## Data extracts
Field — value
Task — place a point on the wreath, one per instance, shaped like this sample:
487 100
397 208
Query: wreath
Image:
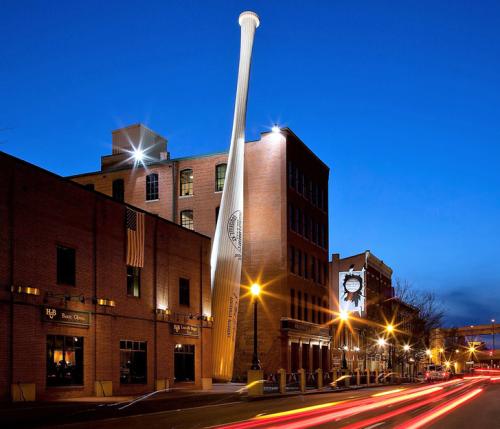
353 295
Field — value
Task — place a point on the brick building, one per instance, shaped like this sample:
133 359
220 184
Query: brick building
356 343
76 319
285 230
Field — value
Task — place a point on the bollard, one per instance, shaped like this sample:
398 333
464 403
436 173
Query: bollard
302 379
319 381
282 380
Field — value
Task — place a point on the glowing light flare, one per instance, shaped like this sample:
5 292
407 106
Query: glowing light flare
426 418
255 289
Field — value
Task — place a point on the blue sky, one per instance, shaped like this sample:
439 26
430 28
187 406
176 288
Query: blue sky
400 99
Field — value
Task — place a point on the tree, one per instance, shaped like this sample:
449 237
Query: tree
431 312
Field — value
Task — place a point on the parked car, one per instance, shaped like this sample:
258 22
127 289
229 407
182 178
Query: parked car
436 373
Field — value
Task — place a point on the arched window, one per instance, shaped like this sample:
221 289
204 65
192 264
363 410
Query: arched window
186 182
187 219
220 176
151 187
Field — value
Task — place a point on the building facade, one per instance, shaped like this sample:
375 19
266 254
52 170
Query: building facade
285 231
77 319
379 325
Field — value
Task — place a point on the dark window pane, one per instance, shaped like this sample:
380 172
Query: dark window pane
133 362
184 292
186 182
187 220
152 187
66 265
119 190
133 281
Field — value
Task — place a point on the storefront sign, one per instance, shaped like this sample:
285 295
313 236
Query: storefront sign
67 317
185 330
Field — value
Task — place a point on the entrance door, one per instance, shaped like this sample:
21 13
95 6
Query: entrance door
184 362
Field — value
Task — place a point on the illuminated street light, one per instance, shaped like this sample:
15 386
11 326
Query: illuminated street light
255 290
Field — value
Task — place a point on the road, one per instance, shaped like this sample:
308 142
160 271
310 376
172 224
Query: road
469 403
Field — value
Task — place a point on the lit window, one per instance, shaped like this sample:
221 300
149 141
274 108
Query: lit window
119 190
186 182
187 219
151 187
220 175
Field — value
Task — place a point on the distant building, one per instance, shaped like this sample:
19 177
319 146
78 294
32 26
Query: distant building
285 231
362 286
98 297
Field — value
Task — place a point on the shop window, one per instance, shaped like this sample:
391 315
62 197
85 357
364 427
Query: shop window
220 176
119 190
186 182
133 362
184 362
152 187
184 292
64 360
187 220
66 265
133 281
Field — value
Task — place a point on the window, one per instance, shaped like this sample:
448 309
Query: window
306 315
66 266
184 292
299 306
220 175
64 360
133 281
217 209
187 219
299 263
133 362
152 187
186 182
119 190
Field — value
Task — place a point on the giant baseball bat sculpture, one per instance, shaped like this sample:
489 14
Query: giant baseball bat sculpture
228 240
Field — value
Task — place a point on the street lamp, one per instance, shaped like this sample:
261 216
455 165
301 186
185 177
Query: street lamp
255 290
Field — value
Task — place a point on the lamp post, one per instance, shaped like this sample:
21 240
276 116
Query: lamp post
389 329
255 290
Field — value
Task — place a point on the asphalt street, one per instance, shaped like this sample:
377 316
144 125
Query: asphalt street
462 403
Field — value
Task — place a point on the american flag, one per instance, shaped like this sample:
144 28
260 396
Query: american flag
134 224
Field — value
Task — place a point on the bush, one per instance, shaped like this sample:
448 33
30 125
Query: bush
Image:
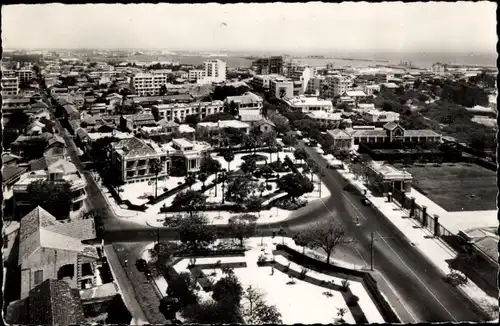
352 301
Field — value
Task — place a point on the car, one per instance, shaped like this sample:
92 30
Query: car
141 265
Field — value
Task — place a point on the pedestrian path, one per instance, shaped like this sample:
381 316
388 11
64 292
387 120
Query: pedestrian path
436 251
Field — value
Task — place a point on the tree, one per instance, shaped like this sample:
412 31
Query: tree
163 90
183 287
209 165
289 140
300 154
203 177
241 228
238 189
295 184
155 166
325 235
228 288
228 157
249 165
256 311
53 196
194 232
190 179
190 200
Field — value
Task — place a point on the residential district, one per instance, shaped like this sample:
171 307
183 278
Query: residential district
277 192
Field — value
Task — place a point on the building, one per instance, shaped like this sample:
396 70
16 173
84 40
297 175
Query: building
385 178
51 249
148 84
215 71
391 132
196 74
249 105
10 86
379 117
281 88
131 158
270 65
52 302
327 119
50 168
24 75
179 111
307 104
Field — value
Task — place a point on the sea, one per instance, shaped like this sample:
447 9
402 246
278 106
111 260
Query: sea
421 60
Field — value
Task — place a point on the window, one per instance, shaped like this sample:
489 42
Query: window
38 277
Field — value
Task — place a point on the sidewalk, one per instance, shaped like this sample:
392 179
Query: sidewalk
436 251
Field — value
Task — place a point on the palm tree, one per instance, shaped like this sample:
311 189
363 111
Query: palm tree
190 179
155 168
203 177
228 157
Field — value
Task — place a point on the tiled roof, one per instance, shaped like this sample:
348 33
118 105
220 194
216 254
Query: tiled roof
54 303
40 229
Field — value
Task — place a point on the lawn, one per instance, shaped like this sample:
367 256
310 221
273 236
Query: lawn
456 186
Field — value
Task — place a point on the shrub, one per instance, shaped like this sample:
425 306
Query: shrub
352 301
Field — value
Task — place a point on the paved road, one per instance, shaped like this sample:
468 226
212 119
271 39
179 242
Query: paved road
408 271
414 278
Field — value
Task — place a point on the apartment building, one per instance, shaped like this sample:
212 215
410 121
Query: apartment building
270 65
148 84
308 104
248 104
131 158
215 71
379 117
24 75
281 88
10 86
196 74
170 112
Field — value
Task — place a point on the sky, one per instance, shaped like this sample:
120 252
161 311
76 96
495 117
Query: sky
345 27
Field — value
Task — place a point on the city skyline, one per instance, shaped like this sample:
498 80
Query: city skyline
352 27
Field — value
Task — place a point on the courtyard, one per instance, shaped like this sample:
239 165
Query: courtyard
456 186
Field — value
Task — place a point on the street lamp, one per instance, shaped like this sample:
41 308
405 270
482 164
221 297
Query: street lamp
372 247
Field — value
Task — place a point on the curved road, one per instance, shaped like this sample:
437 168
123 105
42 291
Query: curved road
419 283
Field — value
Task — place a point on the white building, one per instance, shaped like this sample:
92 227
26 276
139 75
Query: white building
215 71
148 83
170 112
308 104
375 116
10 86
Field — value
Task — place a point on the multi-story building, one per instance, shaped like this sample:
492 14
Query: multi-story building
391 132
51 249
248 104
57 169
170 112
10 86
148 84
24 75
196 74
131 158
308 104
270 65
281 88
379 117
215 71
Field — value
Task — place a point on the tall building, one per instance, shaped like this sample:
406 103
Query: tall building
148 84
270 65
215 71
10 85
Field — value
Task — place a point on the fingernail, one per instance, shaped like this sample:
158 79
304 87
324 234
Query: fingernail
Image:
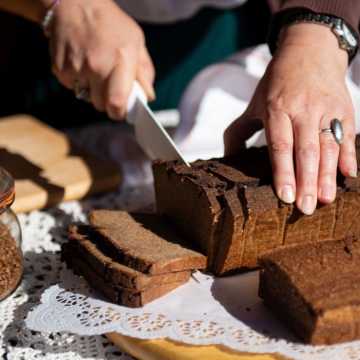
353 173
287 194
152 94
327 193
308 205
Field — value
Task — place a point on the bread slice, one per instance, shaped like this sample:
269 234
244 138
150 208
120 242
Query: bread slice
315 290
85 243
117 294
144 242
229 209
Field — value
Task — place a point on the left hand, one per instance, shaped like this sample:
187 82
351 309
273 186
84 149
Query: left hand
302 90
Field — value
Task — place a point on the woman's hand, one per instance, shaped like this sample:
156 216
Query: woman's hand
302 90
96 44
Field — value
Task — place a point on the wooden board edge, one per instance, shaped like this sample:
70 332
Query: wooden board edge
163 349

## Directions for this task
Across the material above, how many lines include the string "bush"? Only the number is wanted.

## Result of this exercise
2